Passage provided:
================

Second, they are "never fail" weapons that are sturdy and pack a punch. They can break, but it's rare and it's usually just a matter of replacing a firing pin, or a spring in the feed system, something minor. Once upon a time, Mauser ammo was really cheap, if you stuck to the 8mm Mauser versions, which I did. There are a lot of 7mm Mausers out there, primarily guns that were contracted for by Central and South American countries. Argentina even made up it's own round and had contract rifles built chambered for that. I haven't bought any of those, trying to focus my collecting on the 8mm versions.
8mm Mauser is available commercially, there's plenty of brass available for it, and there is still some Romanian and Czech surplus on the market. For a brief period Turkish 8mm surplus, in bandoleers, in cans, in the wooden case was available, 1400 rounds to a wooden case, and you can bet old watashiwa stocked up on that stuff. Yes, indeed.
The Turks had thousands of Model 1903 Mausers built for themselves by Ludwig Lowe of Germany , and later, during a rebuilding program in the 1930's and early 1940's, these guns were converted to 8mm Mauser. In the late 1990's they were dirt cheap. Great shooters, in great condition, but according to the mores of collectors in those days, not collectible because they had been "altered."
The 1903 was an improved and simplified version of the famous Gewehr 1898. How could you go wrong?

================

Data entries
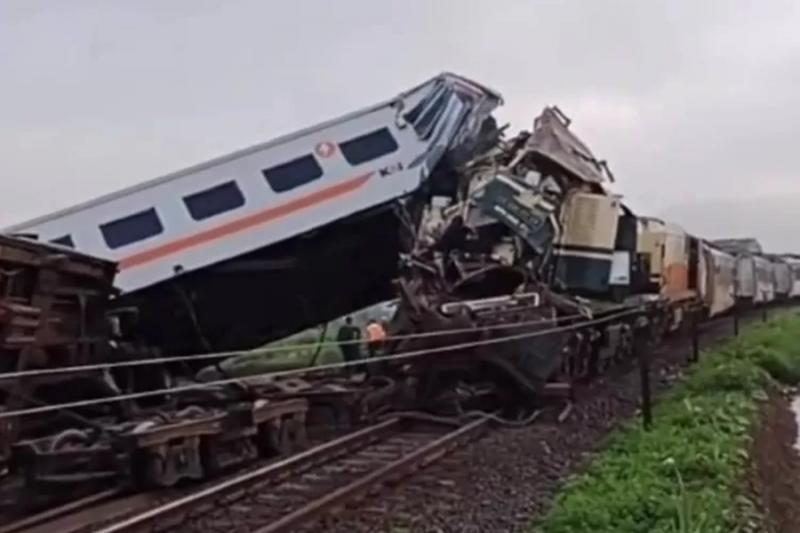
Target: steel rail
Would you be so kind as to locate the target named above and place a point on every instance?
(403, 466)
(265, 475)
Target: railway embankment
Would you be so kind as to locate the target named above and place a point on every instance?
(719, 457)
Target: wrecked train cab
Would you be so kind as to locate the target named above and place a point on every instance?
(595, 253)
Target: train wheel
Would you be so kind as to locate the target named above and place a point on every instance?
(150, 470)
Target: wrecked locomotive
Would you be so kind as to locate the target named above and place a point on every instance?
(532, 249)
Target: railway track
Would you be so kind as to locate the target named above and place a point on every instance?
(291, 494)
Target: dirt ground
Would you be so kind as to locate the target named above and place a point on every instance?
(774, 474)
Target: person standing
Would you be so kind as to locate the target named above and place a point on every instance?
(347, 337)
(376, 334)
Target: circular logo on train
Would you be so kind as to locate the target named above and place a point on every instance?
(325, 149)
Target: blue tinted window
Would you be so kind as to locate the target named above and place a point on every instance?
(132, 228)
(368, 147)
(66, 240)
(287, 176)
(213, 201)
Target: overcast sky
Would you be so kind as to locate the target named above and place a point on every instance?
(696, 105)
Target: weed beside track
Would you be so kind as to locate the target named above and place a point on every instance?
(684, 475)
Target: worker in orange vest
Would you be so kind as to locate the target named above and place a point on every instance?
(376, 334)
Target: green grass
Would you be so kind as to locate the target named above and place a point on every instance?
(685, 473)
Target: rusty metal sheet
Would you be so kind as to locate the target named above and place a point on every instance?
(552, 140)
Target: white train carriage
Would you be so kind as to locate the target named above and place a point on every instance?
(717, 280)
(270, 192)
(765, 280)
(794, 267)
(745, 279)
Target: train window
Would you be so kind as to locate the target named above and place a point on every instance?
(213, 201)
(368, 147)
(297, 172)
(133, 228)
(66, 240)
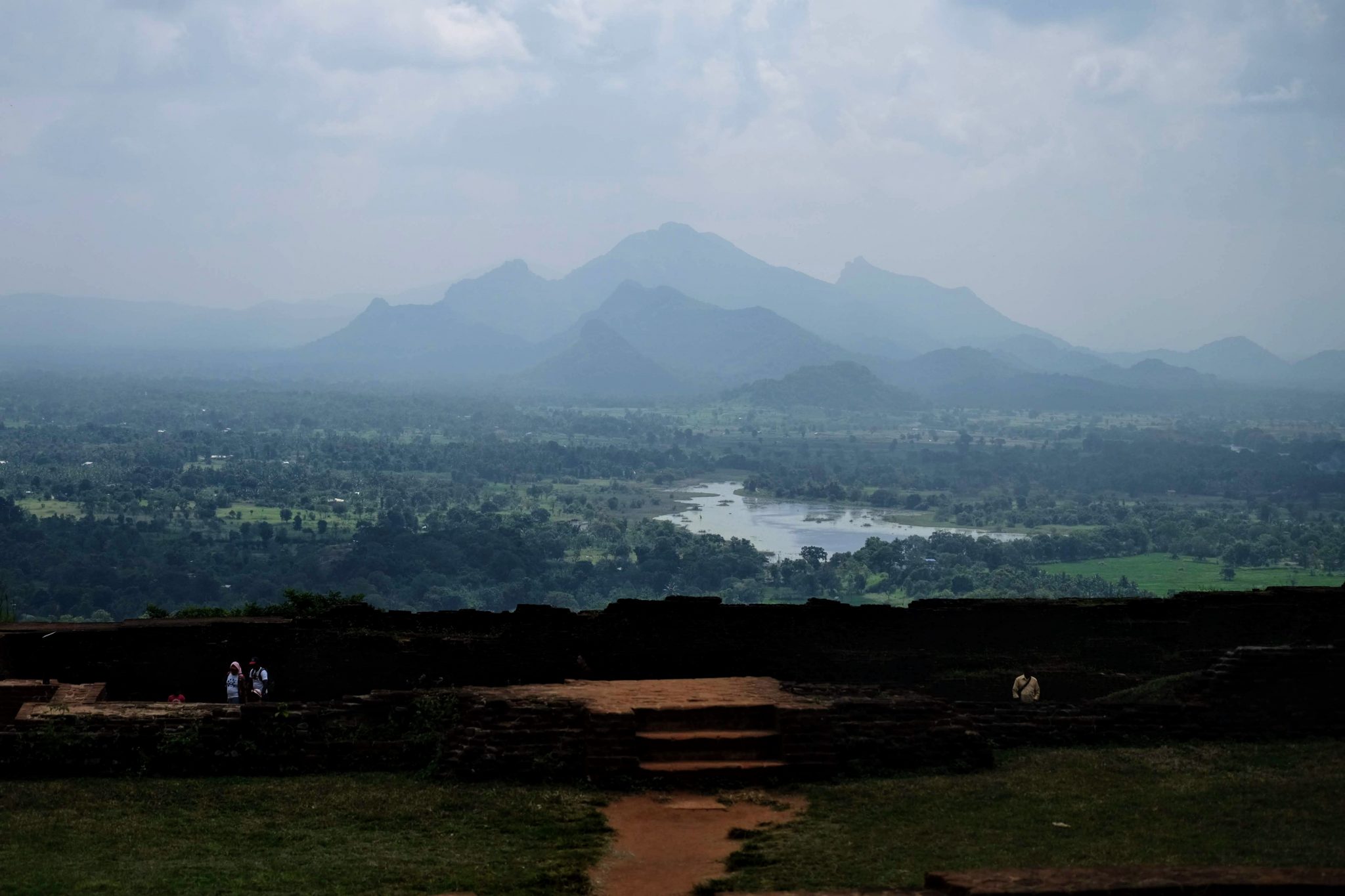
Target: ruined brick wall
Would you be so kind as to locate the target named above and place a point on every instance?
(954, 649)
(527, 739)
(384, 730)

================

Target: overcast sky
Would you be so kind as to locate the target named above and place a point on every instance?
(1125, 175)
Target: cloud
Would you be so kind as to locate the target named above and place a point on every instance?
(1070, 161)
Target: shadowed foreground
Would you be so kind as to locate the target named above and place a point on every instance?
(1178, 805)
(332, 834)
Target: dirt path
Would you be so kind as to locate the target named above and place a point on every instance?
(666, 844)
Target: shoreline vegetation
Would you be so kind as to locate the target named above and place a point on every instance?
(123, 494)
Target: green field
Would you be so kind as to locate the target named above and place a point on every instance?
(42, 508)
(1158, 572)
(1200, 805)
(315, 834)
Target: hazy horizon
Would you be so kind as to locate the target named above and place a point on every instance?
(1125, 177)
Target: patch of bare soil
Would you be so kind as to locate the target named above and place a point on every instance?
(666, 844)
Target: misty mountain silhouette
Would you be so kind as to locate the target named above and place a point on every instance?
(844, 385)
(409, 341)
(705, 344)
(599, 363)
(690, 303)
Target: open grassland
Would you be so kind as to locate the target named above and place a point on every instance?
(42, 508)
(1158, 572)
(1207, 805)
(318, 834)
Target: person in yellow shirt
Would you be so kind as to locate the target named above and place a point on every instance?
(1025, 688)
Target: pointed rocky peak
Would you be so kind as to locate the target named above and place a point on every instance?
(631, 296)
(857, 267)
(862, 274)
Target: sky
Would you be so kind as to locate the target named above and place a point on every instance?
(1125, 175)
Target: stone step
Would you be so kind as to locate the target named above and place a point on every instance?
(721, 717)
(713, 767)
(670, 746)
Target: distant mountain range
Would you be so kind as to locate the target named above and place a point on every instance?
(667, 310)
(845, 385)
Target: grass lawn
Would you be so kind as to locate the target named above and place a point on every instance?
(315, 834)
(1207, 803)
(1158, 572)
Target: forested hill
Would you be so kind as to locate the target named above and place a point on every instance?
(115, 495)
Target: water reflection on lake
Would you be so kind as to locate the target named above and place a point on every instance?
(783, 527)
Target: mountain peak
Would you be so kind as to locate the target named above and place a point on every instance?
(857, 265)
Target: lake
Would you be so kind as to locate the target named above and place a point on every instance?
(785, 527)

================

Exercise instructions:
1: According to the passage on Mauser rifles, how many rounds did one wooden case of Turkish 8mm surplus hold?
2: Using the passage on Mauser rifles, explain why the Turkish Model 1903 Mausers were considered not collectible in the late 1990s.
3: Write the next part of the passage on Mauser rifles, picking up after its final sentence.

Results in order:
1: A wooden case held 1400 rounds.

2: During a rebuilding program in the 1930's and early 1940's, these rifles had been converted to 8mm Mauser. By the standards collectors held at that time, that conversion meant they had been "altered," so they were not considered collectible even though they were great shooters in great condition.

3:
There's another good thing about Turkish Mausers. The Turks were very adamant about taking care of the weapons. Good rifles cost money, and the Turks didn't have an abundance of it. When they paid cash for something, be it a tank or a radio or a rifle, they took care of it. I can remember working on Turkish bases, and seeing huge motor pool lots filled with immaculately maintained World War II era Jeeps, trucks and weapons carriers they got from us. I mean, show room floor condition. I also saw these Mausers, particularly at Air Force bases, in the hands of the sentries. So the Turks bought them in 1903, and they were still in use with second line units in the early 1980's! How's that for being frugal? All of my Turkish Mausers are in very good to excellent condition. When I was buying them, I invariably paid the "hand pick" fee and I got my money's worth.
I spent some time rearranging in a couple of the store rooms and out in the shop. When the good weather comes, it's time to get everything squared away. Over the long, dreary winter supplies and equipment tend to get stacked where there is space, but I get it right when the weather lightens up.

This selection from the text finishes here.